Takiyüddin’e göre ışık, ışıklı bir nesneden ve o nesnedeki her bir noktadan küresel olarak yayılır ve yayılım sırasında, ister istemez bazı ışın çizgileri paralel, bazıları birbirine yakınlaşan ve bazıları ise birbirlerinden uzaklaşan doğrular boyunca yol alır. Buna bir de bu doğrusal çizgilerde yol alan ışınların küresel olarak yayıldığı düşüncesi eklendiğinde, o zaman, ışığın dalga niteliği taşıdığı ve tıpkı durgun bir suya taş atıldığında, suda oluşan dalganın etrafa doğru büyüyen daireler şeklinde yayılması gibi yayılıyor olduğunun kabul edildiği anlaşılmaktadır ki, bu da küresel yayılımın yalın bir anlatımından başka bir şey değildir.

Bunun dışında aracısız görme konusunda Takiyüddin’in üzerinde durmamızı gerektiren bir açıklaması daha bulunmaktadır. O da ışık ve renk arasındaki nedensel ilişkiyi irdelerken, rengin ışığa bağlı olduğunu ve ışığın kırılması ve yansıması sonucu oluştuğunu belirtmiş olmasıdır. Bu belirlemenin önemi de yine optik tarihinde gizlidir. Çünkü rengin gerçek doğasının anlaşılması ilk kez Newton’un ayrıntılı renk incelemeleri sonucu gerçekleşmiştir.

Newton öncesi dönemde ise renk konusunda egemen olan kuram, değişim kuramı adı verilen ve rengin ışığın zayıflamasıyla ya da aydınlık ve karanlığın karışımıyla oluştuğunu belirten Aristotelesçi kuramdır. Nitekim ünlü astronom Kepler optik üzerine kalem almış olduğu Ad Vitellionem Paralipomena (Vitelo’nun Paralipomena’sına Ek) ve Dioptric (Kırılma Üzerine) adlı kitaplarında rengin oluşumunu Aristotelesçi bir yaklaşımla açıklamıştır. Oysa Takiyüddin, bu iki bilim adamından önce rengin oluşumunda kırılmayı söz konusu etmiş, Newton’un prizması yerine cam bir küre kullanmıştır.

Kitabın ikinci bölümü yansıma aracılığıyla oluşan görme konusuna ayrılmıştır. Burada ışığın aynalarda uğradığı değişimler ve çeşitli aynalarda görüntünün nasıl oluştuğu deneysel olarak tartışılmıştır. Yansıma optiği, optik biliminin gelişimini en erken tamamlayan ve bu anlamda nisbeten daha kolay olan bir dalıdır. Bu nedenle yansıma kanunu da dahil olmak üzere bütün ilkeleri Antikçağ’da tespit edilmiştir. Bu anlamda Takiyüddin’in konuya katkısı, yansıma kanununu her tür aynada kanıtlamaya çalışmasıdır.
_ _ _ _
Yapılacaklar:
a. Çıkarılan metindeki şu cümleyi İngilizceye çevirin: "Çünkü rengin gerçek doğasının anlaşılması ilk kez Newton’un ayrıntılı renk incelemeleri sonucu gerçekleşmiştir."
b. Çıkarılan metinde "Takiyüddin’e göre ışık, ışıklı" ile "bir şey değildir." arasındaki kısmı, her iki uç da dahil olmak üzere aynen alıntılayın.
_ _ _ _
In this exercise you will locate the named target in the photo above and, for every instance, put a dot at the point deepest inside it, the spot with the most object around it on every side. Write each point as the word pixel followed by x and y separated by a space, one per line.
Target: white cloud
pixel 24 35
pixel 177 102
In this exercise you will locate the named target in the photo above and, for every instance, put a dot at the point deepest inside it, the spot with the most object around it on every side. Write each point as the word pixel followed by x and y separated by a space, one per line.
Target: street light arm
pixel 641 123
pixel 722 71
_ _ _ _
Tam yanıtlar:
a. This is because the true nature of color was first understood as a result of Newton's detailed studies of color.

b.
Takiyüddin’e göre ışık, ışıklı bir nesneden ve o nesnedeki her bir noktadan küresel olarak yayılır ve yayılım sırasında, ister istemez bazı ışın çizgileri paralel, bazıları birbirine yakınlaşan ve bazıları ise birbirlerinden uzaklaşan doğrular boyunca yol alır. Buna bir de bu doğrusal çizgilerde yol alan ışınların küresel olarak yayıldığı düşüncesi eklendiğinde, o zaman, ışığın dalga niteliği taşıdığı ve tıpkı durgun bir suya taş atıldığında, suda oluşan dalganın etrafa doğru büyüyen daireler şeklinde yayılması gibi yayılıyor olduğunun kabul edildiği anlaşılmaktadır ki, bu da küresel yayılımın yalın bir anlatımından başka bir şey değildir.